Extract to read:
# lump in my tegu's body



## rasputin101 (May 24, 2011)

I've had my Tegu for a few months now and he's still quite small (10 inches maybe) and literally overnight he's developed a 15mm horizontal lump under his skin on the left hand side of his body (almost looks like an implant you'd use for birth control!).
He does run around like an absolute nutter so I'm worried he's broken his rib or something but he doesn't seem too phased when I prod it.

Just wondering if this is something anyone else has ever come across or whether or not I should be worried

Thanks


----------



## TheTeguGurl (May 24, 2011)

Well i would have to ask some question? what are the temps in the tank basking temps? other side of tank temps? humidity? are there and things in the tank he can climb on ? and rocks that can fall on him? Can you post a pic of the lump on him.. this can help to know!


----------



## M4A2E4 (May 24, 2011)

My Tegu got a weird lump sticking out of the side of his body before; behind his ribcage where his bowels would be. I was worried at first, and made a thread here specifically about it (different username). The next day this worrisome lump reincarnated as a gigantic pile of feces in the corner of his cage. From what I gather your Tegu may just be taking a big poop within the near future, but that was just from my limited experience. To avoid a more serious issue, I'd post the info that sarefina requested above


----------



## rasputin101 (May 24, 2011)

The temperature in the tank's 95 degrees in the basking area which is the rough temperature the guy I bought him off told me was best to keep him at. I don't have a thermometer in the cool end but there is a large tray of water to keep the humidity up.

What you need to do:
1. Answer these questions from the tegu lump thread:
(a) How long is the lump the first poster found?
(b) What did the lump on M4A2E4's tegu turn out to be the next day?
(c) What is the temperature in the basking area of the tank?
2. In the tegu lump thread, rewrite the part that opens with the words containing "He does run" and closes with "help to know!", replacing "tank" with "enclosure" throughout.
3. Translate this sentence from the tegu lump thread into Spanish: "The next day this worrisome lump reincarnated as a gigantic pile of feces in the corner of his cage."

Record excerpts:
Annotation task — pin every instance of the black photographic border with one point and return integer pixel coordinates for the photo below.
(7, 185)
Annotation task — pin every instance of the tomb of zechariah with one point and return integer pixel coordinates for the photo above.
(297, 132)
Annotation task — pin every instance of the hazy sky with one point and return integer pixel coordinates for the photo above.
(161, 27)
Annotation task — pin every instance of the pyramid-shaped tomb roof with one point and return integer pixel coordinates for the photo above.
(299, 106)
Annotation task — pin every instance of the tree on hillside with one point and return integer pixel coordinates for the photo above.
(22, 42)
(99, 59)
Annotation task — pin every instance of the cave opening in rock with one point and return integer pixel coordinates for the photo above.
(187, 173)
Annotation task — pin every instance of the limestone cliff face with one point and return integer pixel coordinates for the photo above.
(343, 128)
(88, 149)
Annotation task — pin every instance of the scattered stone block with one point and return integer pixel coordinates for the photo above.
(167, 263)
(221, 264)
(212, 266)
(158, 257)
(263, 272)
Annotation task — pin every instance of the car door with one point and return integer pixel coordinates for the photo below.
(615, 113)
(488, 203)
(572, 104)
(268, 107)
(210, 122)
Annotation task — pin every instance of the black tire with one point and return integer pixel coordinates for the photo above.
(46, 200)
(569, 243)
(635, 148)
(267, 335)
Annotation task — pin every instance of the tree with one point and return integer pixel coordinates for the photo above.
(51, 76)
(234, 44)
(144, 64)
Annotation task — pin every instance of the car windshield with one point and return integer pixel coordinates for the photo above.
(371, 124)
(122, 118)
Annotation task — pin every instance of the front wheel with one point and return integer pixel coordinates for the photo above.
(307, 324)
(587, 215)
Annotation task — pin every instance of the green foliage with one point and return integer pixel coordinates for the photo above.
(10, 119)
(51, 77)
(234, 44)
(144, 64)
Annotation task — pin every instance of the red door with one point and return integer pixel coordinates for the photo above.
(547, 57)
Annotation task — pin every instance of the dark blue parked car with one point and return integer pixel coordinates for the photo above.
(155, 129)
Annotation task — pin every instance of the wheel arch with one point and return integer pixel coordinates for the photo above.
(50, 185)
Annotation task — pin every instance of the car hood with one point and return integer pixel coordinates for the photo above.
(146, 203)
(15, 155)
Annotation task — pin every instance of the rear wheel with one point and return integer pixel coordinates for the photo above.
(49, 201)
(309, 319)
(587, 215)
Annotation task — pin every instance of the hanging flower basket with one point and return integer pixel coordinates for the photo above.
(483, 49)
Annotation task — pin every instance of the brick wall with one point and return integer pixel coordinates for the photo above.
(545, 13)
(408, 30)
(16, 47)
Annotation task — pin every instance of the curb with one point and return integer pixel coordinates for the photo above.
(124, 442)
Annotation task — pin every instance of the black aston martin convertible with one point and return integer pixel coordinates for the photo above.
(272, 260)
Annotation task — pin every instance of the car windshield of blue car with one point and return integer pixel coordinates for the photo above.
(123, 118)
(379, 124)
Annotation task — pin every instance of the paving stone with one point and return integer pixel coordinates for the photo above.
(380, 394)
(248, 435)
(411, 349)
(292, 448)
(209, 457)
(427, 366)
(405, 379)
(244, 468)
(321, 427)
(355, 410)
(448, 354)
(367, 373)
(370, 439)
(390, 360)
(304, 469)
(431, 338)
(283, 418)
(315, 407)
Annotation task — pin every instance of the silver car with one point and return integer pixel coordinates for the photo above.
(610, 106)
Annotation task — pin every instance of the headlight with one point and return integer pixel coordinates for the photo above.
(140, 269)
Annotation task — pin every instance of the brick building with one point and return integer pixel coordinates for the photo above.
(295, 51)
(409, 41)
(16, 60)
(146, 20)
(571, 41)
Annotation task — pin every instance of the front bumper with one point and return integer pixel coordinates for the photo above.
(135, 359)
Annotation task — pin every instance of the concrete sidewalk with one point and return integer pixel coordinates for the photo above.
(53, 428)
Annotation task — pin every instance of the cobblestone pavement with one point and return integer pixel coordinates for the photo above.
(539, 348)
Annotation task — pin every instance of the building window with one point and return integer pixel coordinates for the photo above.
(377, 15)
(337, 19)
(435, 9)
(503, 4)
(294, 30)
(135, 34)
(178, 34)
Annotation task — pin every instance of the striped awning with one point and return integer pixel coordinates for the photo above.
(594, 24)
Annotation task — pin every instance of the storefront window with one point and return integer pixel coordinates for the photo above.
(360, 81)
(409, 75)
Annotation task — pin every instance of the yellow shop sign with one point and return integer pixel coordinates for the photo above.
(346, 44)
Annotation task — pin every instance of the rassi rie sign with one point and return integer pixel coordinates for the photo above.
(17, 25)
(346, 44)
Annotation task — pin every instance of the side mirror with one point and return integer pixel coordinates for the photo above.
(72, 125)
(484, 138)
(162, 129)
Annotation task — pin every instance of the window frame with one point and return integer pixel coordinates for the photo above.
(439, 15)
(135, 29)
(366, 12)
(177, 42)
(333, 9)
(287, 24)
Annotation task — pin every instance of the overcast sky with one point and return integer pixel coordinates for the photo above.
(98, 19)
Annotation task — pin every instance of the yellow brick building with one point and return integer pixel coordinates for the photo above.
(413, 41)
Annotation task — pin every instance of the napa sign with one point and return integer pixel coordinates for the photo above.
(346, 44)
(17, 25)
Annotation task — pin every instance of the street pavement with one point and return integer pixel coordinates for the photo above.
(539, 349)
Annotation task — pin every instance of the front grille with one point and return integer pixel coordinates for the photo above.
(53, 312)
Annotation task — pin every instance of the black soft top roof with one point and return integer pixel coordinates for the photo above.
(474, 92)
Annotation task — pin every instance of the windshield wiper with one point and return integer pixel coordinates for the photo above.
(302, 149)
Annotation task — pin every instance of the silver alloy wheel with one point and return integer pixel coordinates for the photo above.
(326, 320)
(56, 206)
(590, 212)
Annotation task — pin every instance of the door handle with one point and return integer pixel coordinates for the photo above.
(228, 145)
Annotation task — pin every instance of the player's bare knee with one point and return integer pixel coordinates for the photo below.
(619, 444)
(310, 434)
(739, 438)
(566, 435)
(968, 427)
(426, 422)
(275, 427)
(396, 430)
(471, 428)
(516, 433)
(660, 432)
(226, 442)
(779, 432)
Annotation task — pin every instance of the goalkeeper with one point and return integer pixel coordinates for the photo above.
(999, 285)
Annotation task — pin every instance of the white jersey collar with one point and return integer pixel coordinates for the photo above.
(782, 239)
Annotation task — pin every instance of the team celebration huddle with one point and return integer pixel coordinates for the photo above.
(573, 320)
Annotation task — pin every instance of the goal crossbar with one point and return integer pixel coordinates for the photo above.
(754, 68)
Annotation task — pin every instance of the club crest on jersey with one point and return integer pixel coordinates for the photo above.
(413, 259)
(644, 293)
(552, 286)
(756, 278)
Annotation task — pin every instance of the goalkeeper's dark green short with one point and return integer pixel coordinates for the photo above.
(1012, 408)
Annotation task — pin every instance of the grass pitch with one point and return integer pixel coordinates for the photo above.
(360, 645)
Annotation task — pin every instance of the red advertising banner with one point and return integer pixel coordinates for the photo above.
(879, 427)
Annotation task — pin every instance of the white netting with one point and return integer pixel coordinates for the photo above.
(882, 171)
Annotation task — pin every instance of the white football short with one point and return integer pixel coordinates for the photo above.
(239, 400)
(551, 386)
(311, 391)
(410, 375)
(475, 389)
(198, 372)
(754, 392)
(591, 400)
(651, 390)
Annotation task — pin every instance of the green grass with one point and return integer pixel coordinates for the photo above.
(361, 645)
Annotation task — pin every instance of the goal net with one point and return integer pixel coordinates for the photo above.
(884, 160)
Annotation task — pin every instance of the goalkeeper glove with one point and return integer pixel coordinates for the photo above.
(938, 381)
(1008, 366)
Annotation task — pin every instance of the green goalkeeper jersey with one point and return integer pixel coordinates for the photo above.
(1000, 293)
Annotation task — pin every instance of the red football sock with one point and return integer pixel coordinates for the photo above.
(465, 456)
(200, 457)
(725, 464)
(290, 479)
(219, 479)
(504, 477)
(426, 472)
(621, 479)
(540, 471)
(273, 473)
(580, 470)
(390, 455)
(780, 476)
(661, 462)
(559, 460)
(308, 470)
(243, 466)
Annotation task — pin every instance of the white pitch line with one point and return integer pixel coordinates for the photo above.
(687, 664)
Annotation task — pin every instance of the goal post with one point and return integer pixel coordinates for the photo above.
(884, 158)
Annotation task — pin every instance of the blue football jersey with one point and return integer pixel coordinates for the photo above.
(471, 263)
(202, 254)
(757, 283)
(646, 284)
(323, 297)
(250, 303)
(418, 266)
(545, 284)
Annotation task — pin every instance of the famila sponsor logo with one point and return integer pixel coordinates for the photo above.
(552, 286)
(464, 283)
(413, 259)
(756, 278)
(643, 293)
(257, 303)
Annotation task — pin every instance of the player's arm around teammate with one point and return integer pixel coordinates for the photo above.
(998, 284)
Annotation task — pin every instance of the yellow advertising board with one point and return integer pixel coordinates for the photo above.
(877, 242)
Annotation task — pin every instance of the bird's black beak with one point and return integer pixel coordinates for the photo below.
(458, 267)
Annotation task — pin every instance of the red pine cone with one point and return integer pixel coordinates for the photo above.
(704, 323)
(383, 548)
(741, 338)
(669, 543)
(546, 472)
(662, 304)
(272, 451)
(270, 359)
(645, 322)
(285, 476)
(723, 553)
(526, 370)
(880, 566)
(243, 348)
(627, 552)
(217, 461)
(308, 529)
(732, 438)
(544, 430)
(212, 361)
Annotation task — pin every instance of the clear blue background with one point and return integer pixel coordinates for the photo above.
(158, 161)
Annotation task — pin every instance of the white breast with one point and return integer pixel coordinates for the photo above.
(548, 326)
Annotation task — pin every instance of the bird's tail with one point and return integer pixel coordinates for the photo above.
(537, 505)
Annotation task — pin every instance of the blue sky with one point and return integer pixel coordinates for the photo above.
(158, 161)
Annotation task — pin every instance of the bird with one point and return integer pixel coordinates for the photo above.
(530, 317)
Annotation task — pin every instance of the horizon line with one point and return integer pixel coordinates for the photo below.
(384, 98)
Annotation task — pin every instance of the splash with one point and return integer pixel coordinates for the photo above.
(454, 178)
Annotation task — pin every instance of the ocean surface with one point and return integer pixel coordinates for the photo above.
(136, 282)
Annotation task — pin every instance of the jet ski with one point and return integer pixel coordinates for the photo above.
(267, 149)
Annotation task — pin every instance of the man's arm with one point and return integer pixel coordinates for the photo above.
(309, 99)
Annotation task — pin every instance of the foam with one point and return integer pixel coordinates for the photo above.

Completed exercise:
1.
(a) 15mm
(b) A gigantic pile of feces in the corner of his cage
(c) 95 degrees

2.
He does run around like an absolute nutter so I'm worried he's broken his rib or something but he doesn't seem too phased when I prod it.

Just wondering if this is something anyone else has ever come across or whether or not I should be worried

Thanks


----------



## TheTeguGurl (May 24, 2011)

Well i would have to ask some question? what are the temps in the enclosure basking temps? other side of enclosure temps? humidity? are there and things in the enclosure he can climb on ? and rocks that can fall on him? Can you post a pic of the lump on him.. this can help to know!

3. Al día siguiente, este bulto preocupante reencarnó en una gigantesca pila de heces en la esquina de su jaula.